Task directions -> Write out every line of the records below as a numbered list, skipping blank lines. Leave the pictures out.

++++ Exercise materials ++++

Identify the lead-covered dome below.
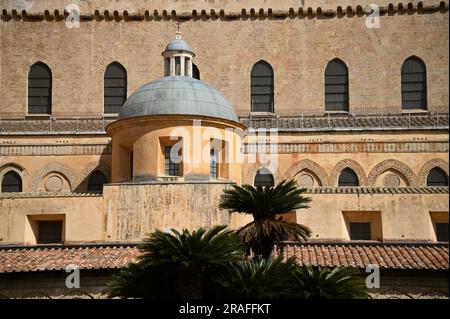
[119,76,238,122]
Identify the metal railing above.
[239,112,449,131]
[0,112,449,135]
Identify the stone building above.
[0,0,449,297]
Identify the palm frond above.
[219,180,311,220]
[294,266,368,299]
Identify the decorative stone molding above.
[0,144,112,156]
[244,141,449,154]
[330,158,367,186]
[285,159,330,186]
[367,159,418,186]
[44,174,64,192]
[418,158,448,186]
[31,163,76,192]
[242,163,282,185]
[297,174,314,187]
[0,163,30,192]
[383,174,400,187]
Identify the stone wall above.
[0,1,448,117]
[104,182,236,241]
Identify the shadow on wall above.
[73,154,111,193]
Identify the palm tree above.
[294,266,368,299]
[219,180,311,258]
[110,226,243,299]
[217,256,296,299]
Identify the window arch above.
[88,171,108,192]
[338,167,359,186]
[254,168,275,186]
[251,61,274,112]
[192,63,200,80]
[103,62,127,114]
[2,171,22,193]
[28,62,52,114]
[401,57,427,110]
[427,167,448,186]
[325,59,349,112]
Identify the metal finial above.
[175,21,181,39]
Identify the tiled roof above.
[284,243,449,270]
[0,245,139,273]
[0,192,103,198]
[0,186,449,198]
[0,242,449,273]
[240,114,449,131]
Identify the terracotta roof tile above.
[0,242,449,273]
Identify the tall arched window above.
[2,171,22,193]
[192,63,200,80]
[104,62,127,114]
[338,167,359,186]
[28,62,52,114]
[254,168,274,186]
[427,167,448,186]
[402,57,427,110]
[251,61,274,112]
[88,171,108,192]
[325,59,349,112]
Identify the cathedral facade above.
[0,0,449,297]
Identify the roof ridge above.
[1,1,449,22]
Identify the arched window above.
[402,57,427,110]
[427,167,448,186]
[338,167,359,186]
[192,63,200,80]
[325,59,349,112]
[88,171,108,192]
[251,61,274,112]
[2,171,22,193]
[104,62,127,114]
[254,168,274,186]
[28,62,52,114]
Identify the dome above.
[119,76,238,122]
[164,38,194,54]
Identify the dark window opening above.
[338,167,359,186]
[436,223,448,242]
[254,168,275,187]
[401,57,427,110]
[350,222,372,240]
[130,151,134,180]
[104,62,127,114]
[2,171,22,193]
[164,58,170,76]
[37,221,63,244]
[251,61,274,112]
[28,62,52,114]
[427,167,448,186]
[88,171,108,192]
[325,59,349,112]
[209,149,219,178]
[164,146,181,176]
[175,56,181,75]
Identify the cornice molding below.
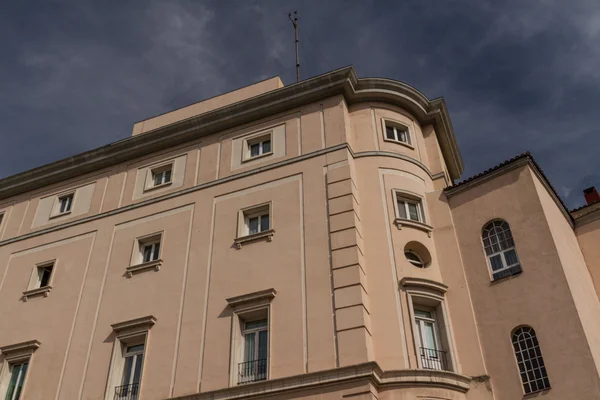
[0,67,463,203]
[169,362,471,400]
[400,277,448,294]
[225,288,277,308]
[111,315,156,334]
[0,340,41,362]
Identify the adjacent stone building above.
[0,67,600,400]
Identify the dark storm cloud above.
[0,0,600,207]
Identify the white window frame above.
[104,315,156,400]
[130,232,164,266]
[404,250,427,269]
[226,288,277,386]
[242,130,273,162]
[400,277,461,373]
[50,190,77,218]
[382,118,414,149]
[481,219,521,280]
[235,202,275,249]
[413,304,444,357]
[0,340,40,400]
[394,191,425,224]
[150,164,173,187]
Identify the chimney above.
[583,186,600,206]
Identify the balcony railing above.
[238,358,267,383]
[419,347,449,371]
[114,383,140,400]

++++

Task solution ->
1. Identify the lead-covered dome below.
2. [119,76,238,122]
3. Identify the metal railing above.
4. [239,112,449,131]
5. [0,112,449,135]
6. Identify the stone building above.
7. [0,0,449,297]
8. Identify the palm frond above.
9. [219,180,311,220]
10. [294,266,368,299]
11. Identify the decorative stone molding above.
12. [0,144,112,156]
13. [244,141,449,154]
14. [330,158,367,186]
15. [285,159,330,186]
16. [367,159,418,186]
17. [44,174,64,192]
18. [418,158,448,186]
19. [31,163,76,192]
20. [242,163,282,185]
21. [297,174,314,187]
22. [0,163,30,192]
23. [383,174,400,187]
24. Identify the stone wall above.
25. [0,1,448,117]
26. [104,182,236,241]
27. Identify the shadow on wall above.
28. [73,154,111,193]
29. Identify the palm tree above.
30. [294,266,368,299]
31. [219,180,311,258]
32. [110,226,243,299]
33. [217,256,296,299]
34. Identify the window arch above.
35. [88,171,108,192]
36. [338,167,359,186]
37. [254,168,275,186]
38. [251,61,274,112]
39. [192,63,200,80]
40. [103,62,127,114]
41. [2,171,22,193]
42. [28,62,52,114]
43. [401,57,427,110]
44. [427,167,448,186]
45. [325,59,349,112]
46. Identify the metal finial above.
47. [175,21,181,39]
48. Identify the tiled roof above.
49. [284,243,449,270]
50. [0,245,139,273]
51. [0,192,103,198]
52. [0,186,449,198]
53. [0,242,449,273]
54. [240,114,449,131]
55. Identify the terracotta roof tile above.
56. [0,242,449,273]
57. Identify the tall arched window above.
58. [2,171,22,193]
59. [192,63,200,80]
60. [104,62,127,114]
61. [338,167,359,186]
62. [28,62,52,114]
63. [254,168,274,186]
64. [427,167,448,186]
65. [402,57,427,110]
66. [251,61,274,112]
67. [88,171,108,192]
68. [325,59,349,112]
69. Identify the cathedral facade above.
70. [0,0,449,297]
71. Identify the roof ridge above.
72. [1,1,449,22]
73. Identify the arched window above.
74. [402,57,427,110]
75. [427,167,448,186]
76. [338,167,359,186]
77. [192,63,200,80]
78. [325,59,349,112]
79. [88,171,108,192]
80. [251,61,274,112]
81. [2,171,22,193]
82. [104,62,127,114]
83. [254,168,274,186]
84. [28,62,52,114]
85. Identify the dome above.
86. [119,76,238,122]
87. [164,38,194,54]
88. Identify the dark window opening above.
89. [338,167,359,186]
90. [436,223,448,242]
91. [254,168,275,187]
92. [401,57,427,110]
93. [350,222,372,240]
94. [130,151,134,180]
95. [104,62,127,114]
96. [2,171,22,193]
97. [164,58,170,76]
98. [37,221,63,244]
99. [251,61,274,112]
100. [28,62,52,114]
101. [427,167,448,186]
102. [88,171,108,192]
103. [325,59,349,112]
104. [209,149,219,178]
105. [164,146,181,176]
106. [175,56,181,75]
107. Identify the cornice molding below.
108. [0,67,463,203]
109. [169,362,471,400]
110. [400,277,448,294]
111. [225,288,277,308]
112. [111,315,156,334]
113. [0,340,41,362]
114. Identify the adjacent stone building above.
115. [0,67,600,400]
116. Identify the dark storm cloud above.
117. [0,0,600,207]
118. Identify the white window frame above.
119. [104,315,156,400]
120. [130,232,164,266]
121. [404,250,427,269]
122. [226,288,277,386]
123. [242,130,273,162]
124. [400,277,461,373]
125. [50,190,77,218]
126. [382,118,414,149]
127. [481,219,521,280]
128. [235,202,275,249]
129. [413,304,444,357]
130. [0,340,40,400]
131. [394,191,425,224]
132. [150,164,173,187]
133. Identify the chimney above.
134. [583,186,600,206]
135. Identify the balcony railing above.
136. [238,358,267,383]
137. [419,347,449,371]
138. [114,383,140,400]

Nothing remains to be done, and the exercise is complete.